DOCUMENT EXTRACT:
* BEGIN *

I am trying to solve this problem below, but it is not working out. I would be able to solve this it it would only have one power source, but when there are multiple I get confused.
The answers are I1=3.5a, I2=2.5a, I3=1a.
I struggling to get the right numbers.
Maybe on a side note, if any one knows a good book or a website where I could practice these would be great.
Thank you very much
Comments
Best Answer 9 years ago
You need Kirchoff !!!
Consider the upper loop
24=I1 x 9 - I2 x 3
Consider the lower loop
12 = i2 x 9 - i1 x 3
Solve for I1 and I2
You can also do this by nodal analysis, instead of loops, but I got good at loops to the exclusion of nodes....
Steve
Answer 9 years ago
When I am considering the upper loop
24=I1 x 9 - I2 x 3
9 is the total resistance of the upper loop, right?
But why are you subtracting i2*3?
same question for the lower loop
Answer 9 years ago
To clarify...The two virtual currents through R3 oppose one another, that's the actual "why" behind it. You can think of loop 1 as draining OOmPh (electromotive force) from loop 2 and visa versa in the shared leg, or in another way if you can think of one ;-)

* END *

GIVEN EXERCISE 1: Translate this sentence from the circuit-analysis thread into Spanish: "The two virtual currents through R3 oppose one another, that's the actual "why" behind it."
The circuit-analysis thread and the entries that come next are unrelated material.

DATASET CONTENT:
* BEGIN *

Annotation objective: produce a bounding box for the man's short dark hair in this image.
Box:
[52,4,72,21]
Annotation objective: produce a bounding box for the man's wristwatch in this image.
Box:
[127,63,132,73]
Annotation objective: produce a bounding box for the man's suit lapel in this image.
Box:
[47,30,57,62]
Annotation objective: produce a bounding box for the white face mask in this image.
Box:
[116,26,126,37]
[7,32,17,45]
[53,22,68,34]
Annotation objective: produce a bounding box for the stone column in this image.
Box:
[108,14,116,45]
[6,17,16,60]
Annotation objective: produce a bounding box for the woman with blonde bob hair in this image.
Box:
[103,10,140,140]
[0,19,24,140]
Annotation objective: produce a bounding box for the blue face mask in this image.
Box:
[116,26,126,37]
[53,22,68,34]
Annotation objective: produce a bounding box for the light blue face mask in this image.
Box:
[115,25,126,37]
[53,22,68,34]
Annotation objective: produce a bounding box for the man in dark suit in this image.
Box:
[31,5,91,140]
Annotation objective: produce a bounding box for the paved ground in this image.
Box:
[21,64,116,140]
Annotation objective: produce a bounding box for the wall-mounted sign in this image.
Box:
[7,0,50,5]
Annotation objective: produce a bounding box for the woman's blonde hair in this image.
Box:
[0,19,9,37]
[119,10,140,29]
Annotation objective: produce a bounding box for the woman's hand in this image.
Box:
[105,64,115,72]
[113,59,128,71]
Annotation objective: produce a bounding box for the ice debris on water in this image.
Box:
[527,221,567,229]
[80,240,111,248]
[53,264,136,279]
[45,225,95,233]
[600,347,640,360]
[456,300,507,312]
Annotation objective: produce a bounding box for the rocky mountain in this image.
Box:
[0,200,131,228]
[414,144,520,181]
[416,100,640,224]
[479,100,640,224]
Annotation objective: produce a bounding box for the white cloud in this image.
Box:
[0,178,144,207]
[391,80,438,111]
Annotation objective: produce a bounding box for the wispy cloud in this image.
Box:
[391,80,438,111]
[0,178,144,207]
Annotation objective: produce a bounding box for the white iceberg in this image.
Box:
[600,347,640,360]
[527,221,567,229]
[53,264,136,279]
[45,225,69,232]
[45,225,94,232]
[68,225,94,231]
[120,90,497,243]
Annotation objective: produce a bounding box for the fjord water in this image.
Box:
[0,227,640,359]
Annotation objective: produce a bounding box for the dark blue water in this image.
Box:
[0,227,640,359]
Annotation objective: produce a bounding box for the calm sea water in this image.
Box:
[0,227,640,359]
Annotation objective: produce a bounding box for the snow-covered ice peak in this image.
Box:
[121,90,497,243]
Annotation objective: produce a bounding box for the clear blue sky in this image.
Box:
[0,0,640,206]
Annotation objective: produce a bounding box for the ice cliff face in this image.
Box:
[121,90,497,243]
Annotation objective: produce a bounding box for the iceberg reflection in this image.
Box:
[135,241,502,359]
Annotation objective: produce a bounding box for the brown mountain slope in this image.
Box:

* END *

GIVEN EXERCISE 2: From the entries, please extract every line unchanged, beginning at the line that contains "wristwatch in this image." and stopping after the line that contains "[456,300,507,312]".

EXPECTED OUTPUT 1: Las dos corrientes virtuales que pasan por R3 se oponen entre sí; ese es el verdadero "porqué" de ello.

EXPECTED OUTPUT 2:
Annotation objective: produce a bounding box for the man's wristwatch in this image.
Box:
[127,63,132,73]
Annotation objective: produce a bounding box for the man's suit lapel in this image.
Box:
[47,30,57,62]
Annotation objective: produce a bounding box for the white face mask in this image.
Box:
[116,26,126,37]
[7,32,17,45]
[53,22,68,34]
Annotation objective: produce a bounding box for the stone column in this image.
Box:
[108,14,116,45]
[6,17,16,60]
Annotation objective: produce a bounding box for the woman with blonde bob hair in this image.
Box:
[103,10,140,140]
[0,19,24,140]
Annotation objective: produce a bounding box for the blue face mask in this image.
Box:
[116,26,126,37]
[53,22,68,34]
Annotation objective: produce a bounding box for the light blue face mask in this image.
Box:
[115,25,126,37]
[53,22,68,34]
Annotation objective: produce a bounding box for the man in dark suit in this image.
Box:
[31,5,91,140]
Annotation objective: produce a bounding box for the paved ground in this image.
Box:
[21,64,116,140]
Annotation objective: produce a bounding box for the wall-mounted sign in this image.
Box:
[7,0,50,5]
Annotation objective: produce a bounding box for the woman's blonde hair in this image.
Box:
[0,19,9,37]
[119,10,140,29]
Annotation objective: produce a bounding box for the woman's hand in this image.
Box:
[105,64,115,72]
[113,59,128,71]
Annotation objective: produce a bounding box for the ice debris on water in this image.
Box:
[527,221,567,229]
[80,240,111,248]
[53,264,136,279]
[45,225,95,233]
[600,347,640,360]
[456,300,507,312]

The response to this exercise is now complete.